We're going to talk now to the king of sting. I borrowed that sobriquet from the back cover of Justin Schmidt's new book. The book is called "The Sting Of The Wild." Schmidt is an entomologist, a student of bugs, especially Hymenoptera, a collection of stinging insects we know as ants, wasps and bees.
One result of his travels in pursuit of bugs which sting a little and bugs which sting a whole lot, he's developed a pain index for insect stings of this hemisphere, together with a flirty little paragraph describing what each one feels like. Dr. Schmidt joins us from Arizona Public Media in Tucson. Welcome to our program.
JUSTIN SCHMIDT: Thank you. It's a pleasure to be speaking with you.
LINDA WERTHEIMER: Now, I wanted to ask you about your pain scale. You rate pain from one to four with four being the worst pain. I gather this is based on personal experience?
JUSTIN SCHMIDT: The pain scale is pretty much mostly my own experience 'cause I'm the person who's been chasing a diversity of species more than anybody else.
LINDA WERTHEIMER: But you - you want these bugs to sting you, right? I mean, you invite them. You insist on it.
JUSTIN SCHMIDT: Want is kind of a dual word.
LINDA WERTHEIMER: (Laughter) Yeah.
JUSTIN SCHMIDT: I want the data, but I don't want the sting. Unfortunately, I don't know of any solution to that problem. So my solution has been to just charge in and, well, in the process, usually one of them obliges and stings you.

→ TASK INSTRUCTIONS:
**a)** Transcribe the interview with Justin Schmidt between "LINDA WERTHEIMER: But" and "a dual word.", inclusive.
**b)** Can you shorten the paragraph of the interview with Justin Schmidt that begins "One result of his travels" while keeping its main facts?
**c)** In the interview with Justin Schmidt, what range does his pain scale use, and which number is the worst?
None of the rows are needed for this work.

→ INFORMATION GIVEN:

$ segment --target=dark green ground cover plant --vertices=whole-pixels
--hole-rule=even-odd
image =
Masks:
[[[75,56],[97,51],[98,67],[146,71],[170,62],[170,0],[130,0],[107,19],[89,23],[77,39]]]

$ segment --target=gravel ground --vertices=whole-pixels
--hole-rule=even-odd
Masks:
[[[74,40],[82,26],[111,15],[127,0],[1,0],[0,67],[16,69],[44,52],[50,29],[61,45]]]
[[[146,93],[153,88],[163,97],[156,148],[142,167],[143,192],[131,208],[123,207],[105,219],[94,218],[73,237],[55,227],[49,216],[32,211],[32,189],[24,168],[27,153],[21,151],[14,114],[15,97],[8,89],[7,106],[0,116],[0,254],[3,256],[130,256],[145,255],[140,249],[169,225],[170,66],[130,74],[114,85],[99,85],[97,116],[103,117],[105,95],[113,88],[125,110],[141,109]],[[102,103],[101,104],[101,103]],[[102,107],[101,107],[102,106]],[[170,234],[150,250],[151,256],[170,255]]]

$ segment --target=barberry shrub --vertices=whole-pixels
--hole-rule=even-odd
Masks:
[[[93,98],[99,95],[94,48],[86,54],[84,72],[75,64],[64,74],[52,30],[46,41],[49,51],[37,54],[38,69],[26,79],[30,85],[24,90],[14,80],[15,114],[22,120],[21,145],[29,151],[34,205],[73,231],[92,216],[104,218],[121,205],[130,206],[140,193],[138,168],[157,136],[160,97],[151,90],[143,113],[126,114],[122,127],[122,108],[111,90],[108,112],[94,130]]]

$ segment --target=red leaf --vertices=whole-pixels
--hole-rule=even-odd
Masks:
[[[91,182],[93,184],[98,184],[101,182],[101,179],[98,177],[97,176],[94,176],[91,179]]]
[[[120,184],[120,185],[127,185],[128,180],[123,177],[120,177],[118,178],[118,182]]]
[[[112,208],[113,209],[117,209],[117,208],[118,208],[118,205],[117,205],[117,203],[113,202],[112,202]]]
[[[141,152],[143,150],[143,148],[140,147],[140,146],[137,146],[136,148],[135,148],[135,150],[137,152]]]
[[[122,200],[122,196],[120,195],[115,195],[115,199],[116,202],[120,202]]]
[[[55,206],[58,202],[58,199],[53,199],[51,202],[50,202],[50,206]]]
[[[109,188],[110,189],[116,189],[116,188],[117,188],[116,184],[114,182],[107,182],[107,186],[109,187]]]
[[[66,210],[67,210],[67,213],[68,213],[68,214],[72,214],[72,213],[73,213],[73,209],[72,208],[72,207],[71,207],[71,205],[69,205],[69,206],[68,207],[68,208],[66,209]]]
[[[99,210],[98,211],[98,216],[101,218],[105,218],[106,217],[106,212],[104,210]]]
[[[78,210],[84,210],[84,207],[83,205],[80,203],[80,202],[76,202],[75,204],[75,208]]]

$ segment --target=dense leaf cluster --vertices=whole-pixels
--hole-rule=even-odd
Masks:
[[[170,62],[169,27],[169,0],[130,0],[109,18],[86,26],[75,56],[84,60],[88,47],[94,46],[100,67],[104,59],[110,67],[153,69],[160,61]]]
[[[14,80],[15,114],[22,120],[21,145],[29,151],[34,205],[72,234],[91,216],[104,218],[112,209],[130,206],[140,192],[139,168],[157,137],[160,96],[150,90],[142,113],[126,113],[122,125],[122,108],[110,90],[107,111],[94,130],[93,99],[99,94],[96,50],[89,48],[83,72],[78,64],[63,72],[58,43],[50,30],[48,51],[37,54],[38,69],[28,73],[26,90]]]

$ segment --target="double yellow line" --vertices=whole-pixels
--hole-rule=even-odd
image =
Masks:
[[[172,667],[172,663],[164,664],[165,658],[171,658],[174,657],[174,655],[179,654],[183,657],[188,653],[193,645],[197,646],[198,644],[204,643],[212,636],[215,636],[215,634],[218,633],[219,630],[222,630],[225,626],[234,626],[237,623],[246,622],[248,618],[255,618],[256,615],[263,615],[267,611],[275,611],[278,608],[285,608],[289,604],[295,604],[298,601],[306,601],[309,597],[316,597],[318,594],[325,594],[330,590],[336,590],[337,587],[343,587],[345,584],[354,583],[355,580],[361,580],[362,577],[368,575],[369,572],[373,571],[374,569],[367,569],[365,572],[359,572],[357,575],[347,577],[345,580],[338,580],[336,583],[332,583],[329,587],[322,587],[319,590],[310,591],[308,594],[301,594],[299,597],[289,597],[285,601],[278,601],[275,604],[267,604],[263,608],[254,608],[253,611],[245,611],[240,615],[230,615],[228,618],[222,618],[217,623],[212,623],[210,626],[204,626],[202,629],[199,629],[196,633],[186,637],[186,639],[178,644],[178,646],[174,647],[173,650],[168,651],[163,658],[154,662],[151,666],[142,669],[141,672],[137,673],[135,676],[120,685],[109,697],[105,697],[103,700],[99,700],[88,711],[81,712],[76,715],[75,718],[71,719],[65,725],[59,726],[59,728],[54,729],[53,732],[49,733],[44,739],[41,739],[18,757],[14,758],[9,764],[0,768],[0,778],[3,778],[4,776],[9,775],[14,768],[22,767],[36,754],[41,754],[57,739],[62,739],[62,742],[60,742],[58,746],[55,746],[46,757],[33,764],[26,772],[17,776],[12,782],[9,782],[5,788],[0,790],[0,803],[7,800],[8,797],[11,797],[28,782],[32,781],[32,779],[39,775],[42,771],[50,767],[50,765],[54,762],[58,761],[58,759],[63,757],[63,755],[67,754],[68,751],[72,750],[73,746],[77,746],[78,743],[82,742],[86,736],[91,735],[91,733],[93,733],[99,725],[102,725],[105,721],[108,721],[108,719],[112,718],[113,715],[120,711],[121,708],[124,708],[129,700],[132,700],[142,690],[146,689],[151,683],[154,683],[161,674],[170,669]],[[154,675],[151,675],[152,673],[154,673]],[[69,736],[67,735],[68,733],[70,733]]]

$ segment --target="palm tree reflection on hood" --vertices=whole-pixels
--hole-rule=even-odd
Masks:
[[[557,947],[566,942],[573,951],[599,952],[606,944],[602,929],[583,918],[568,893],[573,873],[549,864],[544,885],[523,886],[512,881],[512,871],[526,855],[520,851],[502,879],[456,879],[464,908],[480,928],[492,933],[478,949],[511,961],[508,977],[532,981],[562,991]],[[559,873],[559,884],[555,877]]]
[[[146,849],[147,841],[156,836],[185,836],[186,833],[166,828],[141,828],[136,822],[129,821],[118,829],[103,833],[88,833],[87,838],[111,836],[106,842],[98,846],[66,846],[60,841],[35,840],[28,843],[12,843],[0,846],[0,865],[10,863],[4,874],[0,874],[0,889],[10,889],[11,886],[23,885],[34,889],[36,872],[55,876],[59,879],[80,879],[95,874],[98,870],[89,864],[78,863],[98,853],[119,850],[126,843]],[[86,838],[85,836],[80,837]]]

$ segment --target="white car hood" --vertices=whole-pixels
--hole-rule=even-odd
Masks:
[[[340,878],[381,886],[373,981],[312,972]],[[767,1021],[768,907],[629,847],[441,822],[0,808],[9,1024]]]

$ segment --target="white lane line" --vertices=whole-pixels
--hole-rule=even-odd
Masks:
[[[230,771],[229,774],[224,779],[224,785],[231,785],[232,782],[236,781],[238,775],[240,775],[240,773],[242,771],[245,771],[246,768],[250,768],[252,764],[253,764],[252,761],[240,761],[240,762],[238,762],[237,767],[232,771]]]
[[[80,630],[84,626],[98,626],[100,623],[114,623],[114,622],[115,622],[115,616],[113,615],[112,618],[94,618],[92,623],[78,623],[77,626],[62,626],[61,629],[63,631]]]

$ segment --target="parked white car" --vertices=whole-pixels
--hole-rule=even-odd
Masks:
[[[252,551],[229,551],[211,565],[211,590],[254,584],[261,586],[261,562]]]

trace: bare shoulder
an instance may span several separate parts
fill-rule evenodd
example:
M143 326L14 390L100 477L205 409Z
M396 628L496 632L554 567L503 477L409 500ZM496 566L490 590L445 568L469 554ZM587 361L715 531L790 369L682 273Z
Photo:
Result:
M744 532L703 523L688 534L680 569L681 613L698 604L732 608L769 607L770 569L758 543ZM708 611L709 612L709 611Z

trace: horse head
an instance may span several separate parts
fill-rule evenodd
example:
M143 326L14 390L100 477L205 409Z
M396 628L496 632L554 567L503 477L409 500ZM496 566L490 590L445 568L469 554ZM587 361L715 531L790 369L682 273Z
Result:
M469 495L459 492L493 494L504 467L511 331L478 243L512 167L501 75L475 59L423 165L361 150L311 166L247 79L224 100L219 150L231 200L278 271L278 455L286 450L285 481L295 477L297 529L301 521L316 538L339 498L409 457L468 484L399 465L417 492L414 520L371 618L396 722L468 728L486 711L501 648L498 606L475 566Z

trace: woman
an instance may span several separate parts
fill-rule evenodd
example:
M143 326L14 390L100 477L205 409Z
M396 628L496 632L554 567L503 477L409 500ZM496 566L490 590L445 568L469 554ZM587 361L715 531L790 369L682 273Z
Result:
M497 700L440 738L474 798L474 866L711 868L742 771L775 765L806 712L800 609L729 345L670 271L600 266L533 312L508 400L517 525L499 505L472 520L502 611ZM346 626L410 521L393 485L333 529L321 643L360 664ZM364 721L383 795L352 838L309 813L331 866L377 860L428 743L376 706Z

→ SOLUTIONS PER TASK:
**a)**
LINDA WERTHEIMER: But you - you want these bugs to sting you, right? I mean, you invite them. You insist on it.
JUSTIN SCHMIDT: Want is kind of a dual word.

**b)** From his travels chasing insects with mild to severe stings, Schmidt built a pain index for this hemisphere's insect stings, with a playful paragraph on how each one feels. He joins the program from Arizona Public Media in Tucson.

**c)** It rates pain from one to four, with four being the worst.